# Bored? Me? No!



## pooma (Apr 12, 2008)

Didn't fancy braving the cold weather today so just been messing around in the house.

Drip










Fairy godmother dives in










Bulb


----------



## lobotomy (Jun 23, 2006)

First is a nice capture - A230 doesn't deal with noise well does it! My A200 never goes above ISO400 if I can at all help it!


----------



## msherry21 (Jun 24, 2007)

I love these photo threads. It would be nice to know how people got the shot and what settings they used, I personally love the light bulb shot!

Cheers,

Michael.


----------



## Troon (Dec 17, 2008)

msherry21 said:


> I love these photo threads. It would be nice to know how people got the shot and what settings they used, I personally love the light bulb shot!


For the raw numbers, EXIF is your friend:

http://regex.info/exif.cgi?imgurl=http://i160.photobucket.com/albums/t190/leescooper/DSC06270.jpg

Method is more important than numbers, though... :thumb:


----------



## pooma (Apr 12, 2008)

lobotomy said:


> First is a nice capture - A230 doesn't deal with noise well does it! My A200 never goes above ISO400 if I can at all help it!


Yep, noise is an issue and to be honest I'd set at 800 which I won't do again unless I really have to, and as the light got better it really didn't need to be at 800 :wall:

The 2 water shots were took with my 50mm 1.8, at 4000th sec, f5.6. A little work in light room.

The Bulb was took with my kit lens, it was HDR in photomatix and then tweaked in lightroom.


----------



## pooma (Apr 12, 2008)

msherry21 said:


> I love these photo threads. It would be nice to know how people got the shot and what settings they used, I personally love the light bulb shot!
> 
> Cheers,
> 
> Michael.


I like the bulb shot as well but may have to re-try it with a clean out of the box bulb as for this I used an old bulb that I give a quick wipe but it was manky on the inside.


----------



## dubnut71 (Jul 25, 2006)

DATASET CONTENT ->

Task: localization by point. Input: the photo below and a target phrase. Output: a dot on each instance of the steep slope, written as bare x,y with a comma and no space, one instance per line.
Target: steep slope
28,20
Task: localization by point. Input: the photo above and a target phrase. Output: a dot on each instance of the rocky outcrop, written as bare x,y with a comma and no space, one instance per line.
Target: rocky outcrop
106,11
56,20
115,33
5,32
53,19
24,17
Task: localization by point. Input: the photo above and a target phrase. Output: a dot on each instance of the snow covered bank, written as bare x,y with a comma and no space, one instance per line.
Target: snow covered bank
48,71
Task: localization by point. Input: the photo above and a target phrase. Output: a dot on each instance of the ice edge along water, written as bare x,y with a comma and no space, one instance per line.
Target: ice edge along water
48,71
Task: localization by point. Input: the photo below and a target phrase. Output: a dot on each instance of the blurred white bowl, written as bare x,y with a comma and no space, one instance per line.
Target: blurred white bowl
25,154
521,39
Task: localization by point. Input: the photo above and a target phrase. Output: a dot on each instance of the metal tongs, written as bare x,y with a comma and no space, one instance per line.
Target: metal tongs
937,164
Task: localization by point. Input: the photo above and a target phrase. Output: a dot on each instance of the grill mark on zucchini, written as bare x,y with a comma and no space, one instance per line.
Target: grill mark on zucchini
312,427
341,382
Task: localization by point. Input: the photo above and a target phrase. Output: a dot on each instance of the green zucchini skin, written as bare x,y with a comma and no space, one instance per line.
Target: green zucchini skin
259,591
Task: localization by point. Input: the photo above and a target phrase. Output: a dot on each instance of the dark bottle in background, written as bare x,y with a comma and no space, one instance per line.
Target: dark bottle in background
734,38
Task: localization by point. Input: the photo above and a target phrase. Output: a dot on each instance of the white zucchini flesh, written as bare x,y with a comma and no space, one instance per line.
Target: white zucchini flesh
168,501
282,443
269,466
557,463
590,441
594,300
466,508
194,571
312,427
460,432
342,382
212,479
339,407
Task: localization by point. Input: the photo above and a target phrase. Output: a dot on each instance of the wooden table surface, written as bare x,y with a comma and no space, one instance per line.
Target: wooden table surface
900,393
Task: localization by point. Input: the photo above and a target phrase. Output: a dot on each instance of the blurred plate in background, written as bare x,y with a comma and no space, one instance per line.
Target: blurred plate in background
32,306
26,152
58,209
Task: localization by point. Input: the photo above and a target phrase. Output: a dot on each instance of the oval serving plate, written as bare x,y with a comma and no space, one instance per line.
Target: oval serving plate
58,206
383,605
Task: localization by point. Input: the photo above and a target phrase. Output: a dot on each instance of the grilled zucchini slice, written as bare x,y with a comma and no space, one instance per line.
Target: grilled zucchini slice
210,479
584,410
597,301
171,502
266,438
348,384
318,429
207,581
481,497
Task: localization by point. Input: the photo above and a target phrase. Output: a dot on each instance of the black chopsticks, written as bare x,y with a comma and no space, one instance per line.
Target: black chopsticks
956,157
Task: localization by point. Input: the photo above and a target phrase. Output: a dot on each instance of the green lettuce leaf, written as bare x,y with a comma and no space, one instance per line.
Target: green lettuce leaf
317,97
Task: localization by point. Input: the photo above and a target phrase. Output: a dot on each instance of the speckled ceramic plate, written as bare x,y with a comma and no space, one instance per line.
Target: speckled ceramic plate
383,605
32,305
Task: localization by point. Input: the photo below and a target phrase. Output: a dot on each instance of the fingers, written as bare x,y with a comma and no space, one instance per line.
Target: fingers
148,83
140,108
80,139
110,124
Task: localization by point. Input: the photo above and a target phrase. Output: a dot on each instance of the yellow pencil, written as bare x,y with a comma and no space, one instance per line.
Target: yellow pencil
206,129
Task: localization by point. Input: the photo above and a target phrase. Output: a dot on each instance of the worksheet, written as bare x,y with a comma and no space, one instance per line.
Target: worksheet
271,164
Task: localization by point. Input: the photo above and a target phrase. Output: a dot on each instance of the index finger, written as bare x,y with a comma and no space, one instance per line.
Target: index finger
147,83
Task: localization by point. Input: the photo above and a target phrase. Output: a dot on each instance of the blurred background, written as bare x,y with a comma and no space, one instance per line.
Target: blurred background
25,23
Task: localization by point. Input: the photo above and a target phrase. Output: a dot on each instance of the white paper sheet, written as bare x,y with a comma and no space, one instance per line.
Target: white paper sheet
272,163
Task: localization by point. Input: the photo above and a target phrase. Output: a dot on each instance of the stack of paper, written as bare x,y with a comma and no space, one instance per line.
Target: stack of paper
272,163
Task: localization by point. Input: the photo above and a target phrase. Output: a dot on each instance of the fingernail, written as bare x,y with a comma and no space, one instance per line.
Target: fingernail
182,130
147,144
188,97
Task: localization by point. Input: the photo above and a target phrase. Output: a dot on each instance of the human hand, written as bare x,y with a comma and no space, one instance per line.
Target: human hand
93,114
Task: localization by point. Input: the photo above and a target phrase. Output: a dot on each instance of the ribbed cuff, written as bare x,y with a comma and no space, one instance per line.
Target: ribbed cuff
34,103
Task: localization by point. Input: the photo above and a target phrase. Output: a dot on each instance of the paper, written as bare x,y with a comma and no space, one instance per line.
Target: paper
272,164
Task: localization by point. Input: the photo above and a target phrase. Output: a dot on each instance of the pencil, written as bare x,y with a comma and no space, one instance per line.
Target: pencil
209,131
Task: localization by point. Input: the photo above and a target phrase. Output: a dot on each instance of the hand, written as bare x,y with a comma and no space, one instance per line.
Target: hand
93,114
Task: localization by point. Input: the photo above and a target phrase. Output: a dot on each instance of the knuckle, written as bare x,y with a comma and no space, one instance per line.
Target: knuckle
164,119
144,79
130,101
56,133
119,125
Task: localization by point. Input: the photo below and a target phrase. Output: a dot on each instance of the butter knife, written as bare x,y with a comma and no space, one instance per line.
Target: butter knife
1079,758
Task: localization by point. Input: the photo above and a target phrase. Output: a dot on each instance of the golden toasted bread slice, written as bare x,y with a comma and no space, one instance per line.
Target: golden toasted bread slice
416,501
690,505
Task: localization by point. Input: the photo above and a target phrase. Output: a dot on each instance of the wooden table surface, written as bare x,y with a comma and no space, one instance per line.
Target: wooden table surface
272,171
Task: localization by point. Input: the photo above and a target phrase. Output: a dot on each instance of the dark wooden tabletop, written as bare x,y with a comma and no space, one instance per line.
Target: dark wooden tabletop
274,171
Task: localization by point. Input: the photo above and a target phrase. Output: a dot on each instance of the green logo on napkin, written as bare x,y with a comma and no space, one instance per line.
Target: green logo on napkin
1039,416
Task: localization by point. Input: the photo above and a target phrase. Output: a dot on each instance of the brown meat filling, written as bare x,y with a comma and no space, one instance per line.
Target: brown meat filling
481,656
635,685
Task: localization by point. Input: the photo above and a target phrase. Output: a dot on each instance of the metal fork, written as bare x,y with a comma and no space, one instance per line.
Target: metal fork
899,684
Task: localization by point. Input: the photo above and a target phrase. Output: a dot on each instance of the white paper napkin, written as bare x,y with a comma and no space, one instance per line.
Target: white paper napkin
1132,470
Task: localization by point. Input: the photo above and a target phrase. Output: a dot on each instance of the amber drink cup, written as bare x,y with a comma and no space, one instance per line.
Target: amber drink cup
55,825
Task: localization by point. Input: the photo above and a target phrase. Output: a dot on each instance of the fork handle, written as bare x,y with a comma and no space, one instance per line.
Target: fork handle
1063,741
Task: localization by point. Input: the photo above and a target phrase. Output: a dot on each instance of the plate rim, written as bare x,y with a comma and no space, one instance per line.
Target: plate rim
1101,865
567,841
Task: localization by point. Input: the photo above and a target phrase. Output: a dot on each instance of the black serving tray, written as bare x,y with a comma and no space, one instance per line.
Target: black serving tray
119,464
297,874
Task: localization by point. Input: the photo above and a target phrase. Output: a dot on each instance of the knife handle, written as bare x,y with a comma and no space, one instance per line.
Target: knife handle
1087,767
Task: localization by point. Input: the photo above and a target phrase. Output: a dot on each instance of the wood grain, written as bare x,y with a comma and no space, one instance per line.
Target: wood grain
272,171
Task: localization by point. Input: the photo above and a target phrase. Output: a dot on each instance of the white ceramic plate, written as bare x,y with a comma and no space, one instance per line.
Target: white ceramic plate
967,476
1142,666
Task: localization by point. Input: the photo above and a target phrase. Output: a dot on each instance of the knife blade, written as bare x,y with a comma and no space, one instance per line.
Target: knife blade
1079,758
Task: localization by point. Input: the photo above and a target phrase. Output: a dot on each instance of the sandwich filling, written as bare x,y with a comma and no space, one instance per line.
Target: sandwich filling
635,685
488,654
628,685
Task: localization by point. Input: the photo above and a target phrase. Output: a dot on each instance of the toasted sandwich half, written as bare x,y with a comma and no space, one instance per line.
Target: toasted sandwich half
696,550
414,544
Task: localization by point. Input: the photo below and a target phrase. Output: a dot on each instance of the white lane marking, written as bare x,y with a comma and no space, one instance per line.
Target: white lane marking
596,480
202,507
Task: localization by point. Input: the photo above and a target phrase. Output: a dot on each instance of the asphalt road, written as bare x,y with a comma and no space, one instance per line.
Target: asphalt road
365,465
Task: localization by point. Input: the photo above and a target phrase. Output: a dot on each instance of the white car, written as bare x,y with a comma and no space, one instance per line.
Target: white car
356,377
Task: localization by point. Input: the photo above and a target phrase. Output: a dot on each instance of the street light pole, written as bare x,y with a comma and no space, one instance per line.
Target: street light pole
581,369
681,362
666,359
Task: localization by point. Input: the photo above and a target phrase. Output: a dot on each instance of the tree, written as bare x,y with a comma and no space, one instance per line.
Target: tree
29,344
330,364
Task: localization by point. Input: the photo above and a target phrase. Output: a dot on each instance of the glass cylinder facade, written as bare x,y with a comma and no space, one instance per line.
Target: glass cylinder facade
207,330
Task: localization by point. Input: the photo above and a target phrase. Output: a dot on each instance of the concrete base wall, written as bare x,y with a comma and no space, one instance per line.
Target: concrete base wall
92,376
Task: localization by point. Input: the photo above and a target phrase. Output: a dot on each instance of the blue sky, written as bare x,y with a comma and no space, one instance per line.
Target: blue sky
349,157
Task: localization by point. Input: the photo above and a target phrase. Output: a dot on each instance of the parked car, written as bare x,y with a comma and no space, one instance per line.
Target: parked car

LIST OF TASKS ->
1. Answer these questions about the thread on photography:
(a) What shutter speed and aperture were the two water shots taken at?
(b) Which camera does lobotomy say never goes above ISO400 if it can be helped?
(c) Which shot does msherry21 say they personally love?
2. Rewrite the entries from the line containing "of the parked" through the last line of the entries as a Markdown table with the columns No. and Line, leaving out blank lines.
The thread and the entries come from unrelated sources.

ANSWERS FOR THIS EXERCISE ->
1.
(a) 4000th sec, f5.6
(b) The A200
(c) The light bulb shot

2.
| No. | Line |
|---|---|
| 1 | Task: localization by point. Input: the photo above and a target phrase. Output: a dot on each instance of the parked car, written as bare x,y with a comma and no space, one instance per line. |
| 2 | Target: parked car |